▶ TASK GOAL
Please retype the data in full and exactly; the pictures are not part of the copy.

Start MATERIAL SHOWN

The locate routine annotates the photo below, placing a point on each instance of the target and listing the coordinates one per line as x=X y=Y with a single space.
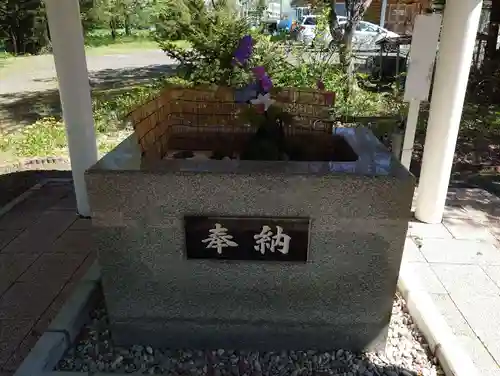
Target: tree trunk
x=127 y=25
x=492 y=56
x=347 y=60
x=113 y=28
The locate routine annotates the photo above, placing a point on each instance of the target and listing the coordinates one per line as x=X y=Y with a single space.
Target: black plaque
x=247 y=238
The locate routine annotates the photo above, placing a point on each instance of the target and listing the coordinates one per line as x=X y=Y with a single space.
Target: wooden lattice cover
x=185 y=116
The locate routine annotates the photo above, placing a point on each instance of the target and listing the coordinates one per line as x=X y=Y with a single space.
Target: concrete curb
x=442 y=342
x=50 y=348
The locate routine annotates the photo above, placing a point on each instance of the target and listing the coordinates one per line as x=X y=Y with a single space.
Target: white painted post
x=383 y=11
x=409 y=137
x=69 y=55
x=458 y=35
x=424 y=44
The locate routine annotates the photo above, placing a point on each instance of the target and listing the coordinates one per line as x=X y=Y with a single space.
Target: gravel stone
x=406 y=354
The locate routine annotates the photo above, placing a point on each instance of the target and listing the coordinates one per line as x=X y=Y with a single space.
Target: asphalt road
x=38 y=74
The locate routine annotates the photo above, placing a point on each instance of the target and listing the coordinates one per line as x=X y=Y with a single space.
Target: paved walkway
x=458 y=263
x=45 y=249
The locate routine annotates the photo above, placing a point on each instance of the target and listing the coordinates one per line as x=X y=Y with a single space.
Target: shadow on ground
x=24 y=108
x=14 y=184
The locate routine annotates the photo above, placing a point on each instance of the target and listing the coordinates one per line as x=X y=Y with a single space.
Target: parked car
x=364 y=38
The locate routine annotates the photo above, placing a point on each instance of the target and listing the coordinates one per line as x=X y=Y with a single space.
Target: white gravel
x=406 y=355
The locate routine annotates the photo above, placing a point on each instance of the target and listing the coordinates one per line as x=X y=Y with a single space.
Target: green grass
x=47 y=136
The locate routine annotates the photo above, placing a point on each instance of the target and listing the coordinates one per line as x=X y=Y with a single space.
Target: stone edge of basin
x=373 y=160
x=50 y=348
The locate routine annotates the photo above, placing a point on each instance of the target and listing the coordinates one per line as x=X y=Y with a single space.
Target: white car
x=364 y=38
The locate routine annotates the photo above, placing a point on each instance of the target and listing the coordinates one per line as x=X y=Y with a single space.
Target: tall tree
x=23 y=26
x=342 y=36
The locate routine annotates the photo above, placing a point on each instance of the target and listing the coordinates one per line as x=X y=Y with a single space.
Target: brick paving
x=44 y=251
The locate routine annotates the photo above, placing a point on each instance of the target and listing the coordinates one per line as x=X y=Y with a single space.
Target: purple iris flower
x=259 y=72
x=266 y=83
x=243 y=51
x=246 y=93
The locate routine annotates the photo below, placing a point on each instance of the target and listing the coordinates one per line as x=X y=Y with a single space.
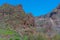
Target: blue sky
x=36 y=7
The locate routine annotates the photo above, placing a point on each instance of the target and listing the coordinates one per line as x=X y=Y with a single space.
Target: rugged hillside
x=14 y=18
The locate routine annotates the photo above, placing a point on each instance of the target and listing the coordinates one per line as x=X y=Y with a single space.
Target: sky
x=36 y=7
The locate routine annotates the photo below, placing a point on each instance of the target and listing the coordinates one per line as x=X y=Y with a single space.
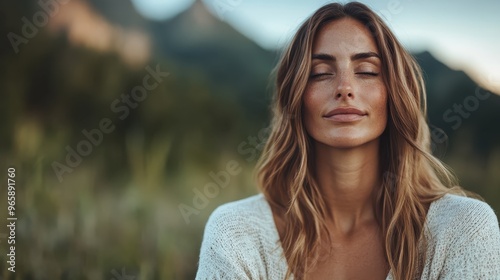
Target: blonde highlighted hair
x=413 y=177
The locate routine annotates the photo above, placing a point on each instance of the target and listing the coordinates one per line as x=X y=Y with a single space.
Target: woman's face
x=345 y=102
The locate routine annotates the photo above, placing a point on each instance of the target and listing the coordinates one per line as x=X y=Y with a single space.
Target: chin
x=348 y=142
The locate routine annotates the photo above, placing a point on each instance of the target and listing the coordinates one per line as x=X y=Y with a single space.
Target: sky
x=464 y=34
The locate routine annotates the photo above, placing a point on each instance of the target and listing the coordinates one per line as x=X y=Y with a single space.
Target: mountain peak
x=199 y=16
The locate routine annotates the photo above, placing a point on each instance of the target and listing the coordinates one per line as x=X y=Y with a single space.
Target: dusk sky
x=464 y=34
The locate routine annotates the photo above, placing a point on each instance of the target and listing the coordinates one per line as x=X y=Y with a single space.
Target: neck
x=349 y=180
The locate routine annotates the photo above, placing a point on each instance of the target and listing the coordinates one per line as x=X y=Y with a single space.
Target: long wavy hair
x=412 y=176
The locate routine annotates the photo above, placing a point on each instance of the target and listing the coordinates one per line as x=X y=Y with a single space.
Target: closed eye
x=367 y=73
x=319 y=75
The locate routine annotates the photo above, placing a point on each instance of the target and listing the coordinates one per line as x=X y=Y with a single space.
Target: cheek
x=379 y=103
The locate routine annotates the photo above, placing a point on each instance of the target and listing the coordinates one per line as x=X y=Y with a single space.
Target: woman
x=350 y=189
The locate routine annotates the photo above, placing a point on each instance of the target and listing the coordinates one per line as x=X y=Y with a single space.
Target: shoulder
x=241 y=225
x=463 y=240
x=241 y=216
x=241 y=242
x=463 y=214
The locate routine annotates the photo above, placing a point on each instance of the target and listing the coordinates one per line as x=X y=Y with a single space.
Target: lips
x=345 y=114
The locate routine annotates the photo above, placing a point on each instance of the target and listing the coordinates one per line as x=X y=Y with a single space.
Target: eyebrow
x=357 y=56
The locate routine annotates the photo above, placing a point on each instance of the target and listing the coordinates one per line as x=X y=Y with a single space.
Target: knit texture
x=241 y=242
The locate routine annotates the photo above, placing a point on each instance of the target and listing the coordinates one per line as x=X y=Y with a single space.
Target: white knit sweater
x=241 y=241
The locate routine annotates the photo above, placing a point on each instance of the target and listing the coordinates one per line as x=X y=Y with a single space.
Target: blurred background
x=123 y=117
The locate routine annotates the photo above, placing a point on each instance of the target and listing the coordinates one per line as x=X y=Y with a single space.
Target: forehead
x=344 y=36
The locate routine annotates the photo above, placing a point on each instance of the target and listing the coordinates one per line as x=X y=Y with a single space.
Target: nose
x=344 y=87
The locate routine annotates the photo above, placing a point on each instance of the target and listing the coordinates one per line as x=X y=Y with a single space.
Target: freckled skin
x=346 y=152
x=345 y=87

End MATERIAL SHOWN

▶ SOLUTION
The locate routine annotates the photo below, placing a point on each instance of the target and listing the coordinates one per line as x=X y=Y with a single space.
Target: tree trunk
x=127 y=25
x=492 y=56
x=347 y=60
x=113 y=28
The locate routine annotates the photo above, placing a point on each instance of the target and listing the coordinates one per line as x=X y=Y with a single space.
Target: black plaque
x=247 y=238
The locate routine annotates the photo above, placing a point on each instance of the target and listing the coordinates one per line as x=X y=Y with a single space.
Target: wooden lattice cover
x=185 y=116
The locate routine annotates the photo above, placing a point on each instance of the target and listing the coordinates one per line as x=X y=Y with a single space.
Target: concrete curb
x=442 y=342
x=50 y=348
The locate routine annotates the photo above, placing a point on each instance of the target and listing the coordinates one per line as x=X y=Y with a single space.
Target: white painted post
x=383 y=11
x=409 y=137
x=69 y=55
x=458 y=35
x=424 y=44
The locate routine annotates the photo above, placing a point on each instance of the target and listing the coordinates one per line as x=X y=Y with a single space.
Target: gravel stone
x=406 y=354
The locate routine annotates the photo above, placing a point on each instance of the target and listing the coordinates one per line as x=X y=Y with a single space.
Target: asphalt road
x=38 y=74
The locate routine annotates the photo above, placing a point on each instance of the target and listing the coordinates one per line as x=X y=Y with a single space.
Target: paved walkway
x=458 y=263
x=45 y=249
The locate routine annotates the photo above, placing a point on each instance of the target and listing the coordinates one per line as x=X y=Y with a single space.
Target: shadow on ground
x=24 y=108
x=14 y=184
The locate routine annotates the photo above, placing a point on each instance of the target and listing the coordinates one per line as x=X y=Y with a single space.
Target: parked car
x=364 y=38
The locate routine annotates the photo above, placing a point on each instance of the target and listing the coordinates one per line as x=X y=Y with a single space.
Target: white gravel
x=406 y=355
The locate routine annotates the photo above, placing a point on each instance of the target and listing the coordinates one per line as x=X y=Y with a single space.
Target: green grass
x=47 y=136
The locate routine annotates the photo above, placing a point on each instance of the target and listing the coordinates one per line as x=X y=Y with a single space.
Target: stone edge of basin
x=373 y=160
x=50 y=348
The locate routine annotates the photo above, placing a point on each instance of the target and listing the coordinates one per line as x=X y=Y with a single space.
Target: white car
x=364 y=38
The locate routine annotates the photo above, placing a point on each instance of the target and listing the coordinates one per line as x=X y=Y with a single space.
Target: tall tree
x=23 y=26
x=342 y=36
The locate routine annotates the photo above, placing a point on each instance of the target and listing the coordinates one per line as x=X y=Y with a single space.
Target: brick paving
x=44 y=251
The locate routine annotates the photo above, placing a point on each instance of the target and listing the coordinates one per line as x=X y=Y with a single space.
Target: purple iris flower
x=259 y=72
x=266 y=83
x=243 y=51
x=246 y=93
The locate routine annotates the photo below, placing a point on each instance of the target and listing the coordinates one per line as x=X y=Y with a single space.
Target: blue sky
x=36 y=7
The locate routine annotates the photo above, placing a point on each instance of the target and listing the coordinates one per line as x=X y=Y with a single space.
Target: rugged hillside
x=14 y=18
The locate routine annotates the photo above, placing a point on each instance of the target and listing the coordinates one per line as x=X y=Y with a single space.
Target: sky
x=36 y=7
The locate routine annotates the photo below, placing a point on each instance of the target and listing the coordinates one per line as x=X y=Y with a single space.
Target: blonde highlighted hair
x=413 y=177
The locate routine annotates the photo above, placing a point on each instance of the target and listing the coordinates one per line as x=X y=Y with a single space.
Target: woman's face
x=345 y=102
The locate routine annotates the photo above, placing a point on each instance of the target and listing the coordinates one per line as x=X y=Y with a single space.
Target: chin
x=348 y=142
The locate routine annotates the photo above, placing a point on each instance of the target and listing the coordinates one per line as x=X y=Y with a single space.
Target: sky
x=464 y=34
The locate routine annotates the photo above, placing a point on each instance of the target and listing the coordinates one per line as x=X y=Y with a single space.
Target: mountain peak
x=199 y=16
The locate routine annotates the photo above, placing a point on each instance of the target and listing the coordinates one per line as x=X y=Y with a single space.
Target: dusk sky
x=464 y=34
The locate routine annotates the photo above, placing a point on each instance of the target and listing the coordinates one per line as x=X y=Y with a single space.
Target: neck
x=349 y=180
The locate routine annotates the photo above, placing a point on each instance of the target and listing the coordinates one per line as x=X y=Y with a single space.
Target: long wavy hair
x=412 y=176
The locate routine annotates the photo above, placing a point on each instance of the target and listing the coordinates one per line as x=X y=Y with a single space.
Target: closed eye
x=367 y=73
x=319 y=75
The locate routine annotates the photo above, placing a point on each instance of the target and listing the coordinates one per line as x=X y=Y with a single space.
Target: cheek
x=379 y=103
The locate routine annotates the photo above, placing a point on each instance of the target and listing the coordinates one per line as x=X y=Y with a single space.
Target: woman
x=350 y=189
The locate routine annotates the photo above, placing a point on each instance of the target and listing the coordinates one per line as x=X y=Y with a single space.
Target: shoulder
x=241 y=225
x=463 y=240
x=241 y=216
x=241 y=242
x=463 y=214
The locate routine annotates the photo above, placing a point on each instance of the target and listing the coordinates one per line as x=X y=Y with a single space.
Target: lips
x=345 y=114
The locate routine annotates the photo above, placing a point on each instance of the target and listing the coordinates one per line as x=X y=Y with a single space.
Target: eyebrow
x=357 y=56
The locate routine annotates the photo above, placing a point on each instance of the target and listing the coordinates one per line as x=X y=Y with a single space.
Target: knit texture
x=241 y=242
The locate routine annotates the photo above, placing a point on each instance of the target and listing the coordinates one per line as x=X y=Y with a single space.
Target: white knit sweater
x=241 y=241
The locate routine annotates the photo above, placing a point on each instance of the target and listing the coordinates one per line as x=X y=Y with a single space.
Target: blurred background
x=123 y=117
The locate routine annotates the photo above, placing a point on each instance of the target and listing the coordinates one per line as x=X y=Y with a single space.
Target: forehead
x=344 y=36
The locate routine annotates the photo above, placing a point on each instance of the target and listing the coordinates one per line as x=X y=Y with a single space.
Target: nose
x=344 y=87
The locate routine annotates the photo above, placing a point on each instance of the target and listing the coordinates one per line as x=X y=Y with a single space.
Target: freckled skin
x=346 y=152
x=345 y=87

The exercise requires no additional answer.